Region pointing data:
○ ○ ○

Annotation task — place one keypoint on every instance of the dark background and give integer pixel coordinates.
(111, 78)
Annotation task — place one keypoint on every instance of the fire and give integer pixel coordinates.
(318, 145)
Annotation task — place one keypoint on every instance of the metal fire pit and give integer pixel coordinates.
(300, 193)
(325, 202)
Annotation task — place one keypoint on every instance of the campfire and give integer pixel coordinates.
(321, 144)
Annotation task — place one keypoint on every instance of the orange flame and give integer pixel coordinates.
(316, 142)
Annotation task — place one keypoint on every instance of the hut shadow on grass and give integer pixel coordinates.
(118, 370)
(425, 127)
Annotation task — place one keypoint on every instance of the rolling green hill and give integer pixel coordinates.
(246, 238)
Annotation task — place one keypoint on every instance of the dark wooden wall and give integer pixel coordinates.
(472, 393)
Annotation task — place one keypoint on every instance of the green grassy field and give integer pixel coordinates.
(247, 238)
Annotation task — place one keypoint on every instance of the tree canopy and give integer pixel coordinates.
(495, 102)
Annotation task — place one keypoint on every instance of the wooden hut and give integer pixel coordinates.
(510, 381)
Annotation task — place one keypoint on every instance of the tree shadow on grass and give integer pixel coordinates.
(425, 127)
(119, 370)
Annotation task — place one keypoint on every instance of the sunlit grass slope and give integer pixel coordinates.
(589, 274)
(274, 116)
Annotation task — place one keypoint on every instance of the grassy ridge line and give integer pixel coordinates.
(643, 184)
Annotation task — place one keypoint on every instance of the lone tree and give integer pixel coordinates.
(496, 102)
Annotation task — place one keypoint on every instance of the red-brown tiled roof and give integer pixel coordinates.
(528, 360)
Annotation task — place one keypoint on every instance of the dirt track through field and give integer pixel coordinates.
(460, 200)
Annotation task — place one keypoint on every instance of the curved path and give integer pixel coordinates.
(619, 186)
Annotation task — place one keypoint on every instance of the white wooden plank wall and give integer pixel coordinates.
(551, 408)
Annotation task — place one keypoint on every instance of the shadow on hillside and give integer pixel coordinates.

○ ○ ○

Description of the task. Restate every record verbatim.

Exercise solution.
Annotation task — place one keypoint on every instance of the dark background and give integer pixel coordinates.
(111, 78)
Annotation task — place one keypoint on every instance of the fire and give integer pixel coordinates.
(318, 145)
Annotation task — place one keypoint on every instance of the metal fire pit and give integer pixel coordinates.
(300, 193)
(325, 202)
Annotation task — place one keypoint on every instance of the campfire and give integer pixel coordinates.
(321, 144)
Annotation task — place one keypoint on every instance of the orange flame and give integer pixel coordinates.
(316, 142)
Annotation task — place one keypoint on every instance of the hut shadow on grass and give integer pixel coordinates.
(118, 370)
(425, 127)
Annotation task — place one keypoint on every instance of the rolling green hill and give integer pixel coordinates.
(246, 238)
Annotation task — place one keypoint on every instance of the dark wooden wall and give integer pixel coordinates.
(472, 393)
Annotation task — place one keypoint on every instance of the green grassy field and give integer pixel coordinates.
(247, 238)
Annotation task — place one keypoint on every instance of the tree canopy and give integer pixel coordinates.
(495, 102)
Annotation task — place one keypoint on every instance of the wooden hut and give integer pixel coordinates.
(510, 381)
Annotation task — place one keypoint on every instance of the tree shadow on grass and give integer pixel coordinates.
(425, 127)
(119, 370)
Annotation task — place one keypoint on every instance of the sunlit grass slope and give integer pixel coordinates.
(589, 274)
(274, 116)
Annotation task — place one keypoint on every instance of the grassy ridge line and give integer pixel coordinates.
(643, 184)
Annotation task — place one keypoint on every instance of the lone tree and give integer pixel coordinates.
(496, 102)
Annotation task — place one keypoint on every instance of the red-brown tiled roof and give integer pixel coordinates.
(528, 360)
Annotation task — place one keypoint on every instance of the dirt track through field and give integer pixel coordinates.
(460, 200)
Annotation task — place one keypoint on every instance of the curved path and give integer pixel coordinates.
(619, 186)
Annotation task — place one keypoint on every instance of the white wooden plank wall and give integer pixel coordinates.
(551, 408)
Annotation task — place one keypoint on every instance of the shadow on hillside and give integer pixel coordinates.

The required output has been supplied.